• _Exercise brief_: Below is a block of entries, which should be copied verbatim apart from the pictures.

START Information given

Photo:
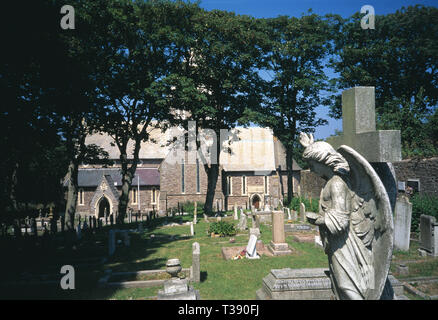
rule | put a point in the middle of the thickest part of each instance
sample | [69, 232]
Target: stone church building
[252, 174]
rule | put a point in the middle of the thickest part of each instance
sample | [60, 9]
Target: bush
[189, 207]
[422, 204]
[222, 228]
[295, 204]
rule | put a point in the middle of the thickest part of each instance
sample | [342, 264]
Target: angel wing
[371, 215]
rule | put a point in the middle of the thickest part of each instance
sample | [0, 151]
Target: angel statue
[355, 220]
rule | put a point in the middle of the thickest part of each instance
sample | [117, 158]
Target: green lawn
[220, 279]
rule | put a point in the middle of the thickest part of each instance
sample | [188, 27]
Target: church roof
[92, 177]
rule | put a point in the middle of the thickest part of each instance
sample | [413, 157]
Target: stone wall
[310, 184]
[425, 170]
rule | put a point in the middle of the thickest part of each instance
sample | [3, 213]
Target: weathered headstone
[242, 225]
[251, 251]
[288, 214]
[111, 242]
[195, 214]
[126, 239]
[196, 266]
[402, 223]
[192, 231]
[175, 288]
[79, 231]
[429, 235]
[302, 212]
[278, 245]
[254, 231]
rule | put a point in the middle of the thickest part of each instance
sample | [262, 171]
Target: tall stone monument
[278, 245]
[355, 221]
[402, 223]
[379, 147]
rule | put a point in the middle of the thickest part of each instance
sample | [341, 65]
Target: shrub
[222, 228]
[422, 204]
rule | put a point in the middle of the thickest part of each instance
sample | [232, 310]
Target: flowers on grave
[222, 228]
[240, 255]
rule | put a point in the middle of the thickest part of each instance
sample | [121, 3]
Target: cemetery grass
[220, 279]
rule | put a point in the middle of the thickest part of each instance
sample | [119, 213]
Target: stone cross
[402, 223]
[379, 147]
[196, 266]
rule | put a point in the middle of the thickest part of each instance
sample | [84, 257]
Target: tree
[296, 55]
[221, 79]
[398, 58]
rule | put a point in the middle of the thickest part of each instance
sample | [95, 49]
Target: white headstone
[302, 212]
[402, 223]
[79, 232]
[111, 242]
[251, 251]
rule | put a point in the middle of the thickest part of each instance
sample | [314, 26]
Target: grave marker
[379, 147]
[278, 245]
[402, 223]
[251, 251]
[196, 266]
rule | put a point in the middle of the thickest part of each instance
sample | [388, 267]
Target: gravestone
[402, 223]
[254, 231]
[196, 266]
[192, 231]
[111, 242]
[288, 214]
[78, 231]
[379, 147]
[251, 251]
[242, 222]
[195, 214]
[302, 212]
[429, 235]
[278, 245]
[306, 284]
[126, 239]
[175, 288]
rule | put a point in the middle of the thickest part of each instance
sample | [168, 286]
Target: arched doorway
[256, 201]
[104, 208]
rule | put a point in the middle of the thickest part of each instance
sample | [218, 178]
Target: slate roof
[92, 177]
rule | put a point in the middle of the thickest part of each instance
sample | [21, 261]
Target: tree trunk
[289, 165]
[72, 194]
[212, 175]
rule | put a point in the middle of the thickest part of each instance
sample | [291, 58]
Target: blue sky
[345, 8]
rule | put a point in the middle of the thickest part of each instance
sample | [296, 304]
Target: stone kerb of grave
[175, 288]
[278, 245]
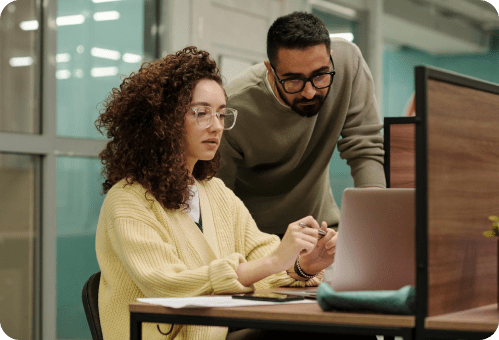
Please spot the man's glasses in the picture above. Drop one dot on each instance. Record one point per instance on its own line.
(295, 85)
(204, 116)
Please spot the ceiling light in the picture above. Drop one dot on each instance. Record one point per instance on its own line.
(132, 58)
(30, 25)
(346, 36)
(104, 71)
(62, 57)
(104, 53)
(106, 16)
(20, 61)
(70, 20)
(63, 74)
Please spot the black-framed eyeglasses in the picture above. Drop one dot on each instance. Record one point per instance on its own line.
(295, 85)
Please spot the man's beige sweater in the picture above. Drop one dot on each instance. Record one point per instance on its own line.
(277, 162)
(144, 250)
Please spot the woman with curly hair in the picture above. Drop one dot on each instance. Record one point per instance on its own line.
(167, 227)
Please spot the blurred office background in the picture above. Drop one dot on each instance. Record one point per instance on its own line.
(59, 60)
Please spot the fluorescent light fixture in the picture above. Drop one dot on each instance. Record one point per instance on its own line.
(106, 54)
(62, 57)
(132, 58)
(79, 73)
(20, 61)
(30, 25)
(62, 74)
(77, 19)
(104, 71)
(106, 16)
(346, 36)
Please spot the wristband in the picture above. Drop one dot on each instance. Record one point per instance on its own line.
(300, 271)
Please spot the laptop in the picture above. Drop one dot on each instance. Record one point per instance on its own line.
(375, 249)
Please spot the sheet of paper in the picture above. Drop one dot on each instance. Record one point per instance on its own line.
(211, 301)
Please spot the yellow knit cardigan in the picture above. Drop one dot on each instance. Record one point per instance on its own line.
(144, 250)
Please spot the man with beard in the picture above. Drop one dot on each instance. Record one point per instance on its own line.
(293, 108)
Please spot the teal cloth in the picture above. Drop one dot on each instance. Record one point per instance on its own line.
(400, 301)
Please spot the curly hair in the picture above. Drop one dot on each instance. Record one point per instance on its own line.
(144, 120)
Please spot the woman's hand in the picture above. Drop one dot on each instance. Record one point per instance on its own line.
(297, 240)
(322, 255)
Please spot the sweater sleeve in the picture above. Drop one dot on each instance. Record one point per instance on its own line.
(257, 244)
(154, 265)
(362, 143)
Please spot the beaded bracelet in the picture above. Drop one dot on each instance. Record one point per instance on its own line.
(300, 271)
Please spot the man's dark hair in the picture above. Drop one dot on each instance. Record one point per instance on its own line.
(297, 30)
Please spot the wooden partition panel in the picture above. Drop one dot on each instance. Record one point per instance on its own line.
(400, 158)
(462, 127)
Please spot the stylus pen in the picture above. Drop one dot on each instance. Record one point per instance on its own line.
(321, 232)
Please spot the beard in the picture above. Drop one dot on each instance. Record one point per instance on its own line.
(303, 106)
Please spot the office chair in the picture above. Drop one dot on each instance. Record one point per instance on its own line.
(90, 297)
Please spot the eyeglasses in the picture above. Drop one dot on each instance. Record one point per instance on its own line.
(204, 116)
(295, 85)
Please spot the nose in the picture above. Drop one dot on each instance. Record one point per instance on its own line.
(217, 125)
(308, 91)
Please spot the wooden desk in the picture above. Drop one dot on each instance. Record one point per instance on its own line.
(476, 323)
(291, 317)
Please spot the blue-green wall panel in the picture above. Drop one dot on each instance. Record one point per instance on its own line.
(79, 198)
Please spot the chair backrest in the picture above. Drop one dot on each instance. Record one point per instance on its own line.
(90, 297)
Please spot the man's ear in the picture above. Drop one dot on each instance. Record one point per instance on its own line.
(269, 68)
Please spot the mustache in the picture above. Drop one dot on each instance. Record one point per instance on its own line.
(316, 98)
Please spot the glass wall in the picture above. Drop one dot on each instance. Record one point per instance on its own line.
(17, 245)
(78, 205)
(97, 43)
(18, 31)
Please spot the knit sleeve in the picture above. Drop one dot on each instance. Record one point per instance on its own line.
(362, 143)
(258, 244)
(155, 266)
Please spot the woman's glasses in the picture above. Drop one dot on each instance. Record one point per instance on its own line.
(204, 116)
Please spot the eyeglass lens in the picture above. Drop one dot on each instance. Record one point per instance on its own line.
(319, 81)
(205, 116)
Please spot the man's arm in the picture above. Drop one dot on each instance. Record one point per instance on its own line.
(228, 168)
(362, 142)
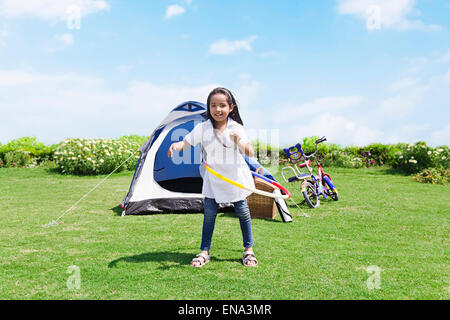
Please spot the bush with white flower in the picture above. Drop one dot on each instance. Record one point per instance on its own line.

END Information given

• _Task solution_:
Photo:
rule | put a point in the middle of the thickest part of each instance
sample | [69, 232]
Target: stone church building
[252, 174]
rule | put a point in the middle of the thickest part of each instance
sample | [60, 9]
Target: bush
[189, 207]
[422, 204]
[222, 228]
[295, 204]
rule | put a point in the middle of the thickest part of each instance
sample | [342, 264]
Target: angel wing
[371, 215]
rule | put a point in the middle of the thickest part of each instance
sample | [0, 151]
Target: angel statue
[355, 220]
rule | put a point in the middle of the thickest part of each instance
sample | [117, 158]
Target: green lawn
[220, 279]
rule | put a point in the middle of the thickest part of each instance
sample | [188, 27]
Target: church roof
[92, 177]
rule | put a point in the middle of the thickest part of each instance
sample | [413, 157]
Target: stone wall
[310, 184]
[425, 170]
rule | put a point in the middle of the thickest part of each instance
sample | [3, 213]
Target: weathered headstone
[242, 225]
[251, 251]
[288, 214]
[111, 242]
[195, 214]
[126, 239]
[196, 266]
[402, 223]
[192, 231]
[175, 288]
[79, 231]
[429, 235]
[302, 212]
[278, 245]
[254, 231]
rule | put a point in the middle of the thickest part of each instance
sample | [262, 171]
Target: tall stone monument
[278, 245]
[355, 221]
[402, 223]
[379, 147]
rule | put a point in the middle of the thickest part of each instance
sample | [341, 65]
Target: shrub
[222, 228]
[422, 204]
rule | put a point in the middle of the thickest part of each instance
sample | [232, 310]
Target: flowers on grave
[222, 228]
[240, 255]
rule | put a point in the middle of the thickest part of each instance
sample | [121, 3]
Target: cemetery grass
[220, 279]
rule | put a point in the middle of the thickest part of each instance
sample | [119, 213]
Target: stone cross
[402, 223]
[379, 147]
[196, 266]
rule | put a point in the middle of the thickest part of each instance
sample | [84, 257]
Target: tree
[296, 55]
[221, 79]
[398, 58]
rule | put a point in the middle of the thickest part of each instance
sample | [95, 49]
Target: white headstone
[302, 212]
[402, 223]
[79, 232]
[111, 242]
[251, 251]
rule | put a point in the middle of the thickest part of each instance
sample | [314, 26]
Target: grave marker
[379, 147]
[278, 245]
[402, 223]
[251, 251]
[196, 266]
rule | put a point in the middle of the thickest part of each instance
sample | [388, 267]
Target: gravestone
[402, 223]
[254, 231]
[196, 266]
[192, 231]
[111, 242]
[288, 214]
[78, 231]
[379, 147]
[251, 251]
[242, 222]
[195, 214]
[302, 212]
[429, 235]
[278, 245]
[306, 284]
[126, 239]
[175, 288]
rule | put a point in the middle of the thickest part of each instance
sample | [168, 286]
Target: arched doorway
[256, 201]
[104, 208]
rule | put a point in the middle of the thickest part of each instance
sample | [218, 178]
Target: slate roof
[92, 177]
rule | put a point in the middle of the thickest part of each instance
sample | [21, 261]
Target: tree trunk
[289, 165]
[72, 194]
[212, 175]
rule | put a point in the middle of the thickest part of each instance
sample | [291, 58]
Target: blue sky
[345, 8]
rule | put a point in the middle of the thickest part of each instance
sample | [296, 304]
Target: stone kerb of grave
[175, 288]
[278, 245]
Please spot the man's glasses in the picture above. Drop one dot on each instance. Record one point per instance on its own line.
(295, 85)
(204, 116)
Please spot the ceiling light in the picture above. Drop one dot on each instance. Record one point per instance on its own line.
(132, 58)
(30, 25)
(346, 36)
(104, 71)
(62, 57)
(104, 53)
(106, 16)
(20, 61)
(70, 20)
(63, 74)
Please spot the black-framed eyeglasses in the picture above. Drop one dot on each instance. Record one point per instance on its own line.
(295, 85)
Please spot the man's beige sweater in the picture above. Drop one dot on each instance. Record one point per instance on its own line.
(277, 162)
(144, 250)
Please spot the woman with curly hair in the picture above. Drop one dot on each instance. Record one point per instance on its own line.
(167, 227)
Please spot the blurred office background in the picture above. Drop one dot on each instance. Record one point per instance on its own line.
(59, 60)
Please spot the fluorescent light fixture in the picture above. Drop one dot on each instance. Record one point per instance on its own line.
(106, 54)
(62, 57)
(132, 58)
(79, 73)
(20, 61)
(30, 25)
(62, 74)
(77, 19)
(104, 71)
(106, 16)
(346, 36)
Please spot the wristband in the picture above. Drop one dot on each instance. Record one point per instance on its own line.
(300, 271)
Please spot the laptop in the picture above. Drop one dot on each instance. Record one point per instance on its own line.
(375, 249)
Please spot the sheet of paper in the picture above. Drop one dot on each instance. Record one point per instance on its own line.
(211, 301)
Please spot the yellow knit cardigan in the picture above. Drop one dot on each instance. Record one point per instance on its own line.
(144, 250)
Please spot the man with beard in the picture above. Drop one dot on each instance. Record one point per instance on its own line.
(293, 108)
Please spot the teal cloth in the picture above. Drop one dot on each instance. Record one point per instance on its own line.
(400, 301)
Please spot the curly hair in the picture above. Drop one dot on each instance. Record one point per instance on its own line.
(144, 120)
Please spot the woman's hand in the picture above. Drop one dot on each instance. Record one point per instance on its own line.
(297, 240)
(322, 255)
Please spot the sweater sleeve in the picture above. Drop one dot on each instance. Record one point per instance on its own line.
(257, 244)
(154, 265)
(362, 143)
Please spot the beaded bracelet in the picture above. Drop one dot on each instance. Record one point per instance on its own line.
(300, 271)
Please spot the man's dark hair in the picture above. Drop one dot on each instance. Record one point per instance on its own line.
(297, 30)
Please spot the wooden partition panel in the picture above. Drop one dot on each instance. Record one point per instance on its own line.
(400, 158)
(462, 127)
Please spot the stylus pen in the picture above. Drop one dot on each instance. Record one point per instance on its own line.
(321, 232)
Please spot the beard in the picture above. Drop one dot on each instance. Record one point per instance on its own line.
(303, 106)
Please spot the office chair in the picture above. Drop one dot on each instance. Record one point per instance on its own line.
(90, 297)
Please spot the eyeglasses in the picture above. Drop one dot on each instance. Record one point per instance on its own line.
(204, 116)
(295, 85)
Please spot the nose in the picture above. Drop one dot on each instance. Record one point per instance on its own line.
(217, 125)
(308, 91)
Please spot the wooden desk in the picture above. Drop one dot on each instance. Record one point per instance on its own line.
(476, 323)
(291, 317)
Please spot the blue-green wall panel in the picture above. Drop one dot on each instance. Record one point per instance on its own line.
(79, 198)
Please spot the chair backrest in the picture above. Drop one dot on each instance. Record one point per instance on its own line.
(90, 297)
Please spot the man's ear in the picture above. Drop one dot on each instance. Record one point per instance on its own line.
(269, 68)
Please spot the mustache in the picture above. Drop one dot on each instance. Record one point per instance on its own line.
(316, 98)
Please spot the glass wall in the picture above. Drop one dot on each instance. Record one point per instance on its own line.
(17, 245)
(78, 205)
(97, 43)
(18, 31)
Please spot the knit sleeve in the picture above. Drop one dot on each instance. Record one point per instance on its own line.
(362, 143)
(258, 244)
(155, 266)
Please spot the woman's glasses in the picture above. Drop one dot on each instance. Record one point per instance on its own line.
(204, 116)
Please spot the eyeglass lens in the picture above. Drop one dot on each instance. Record one point per instance on its own line.
(319, 81)
(205, 116)
Please spot the man's arm in the picture above. Drop one dot on each instance. Record one point per instance on its own line.
(228, 168)
(362, 142)
Please spot the bush with white flower in the picture above. Drop one dot on each instance. Record one point per instance on its own line.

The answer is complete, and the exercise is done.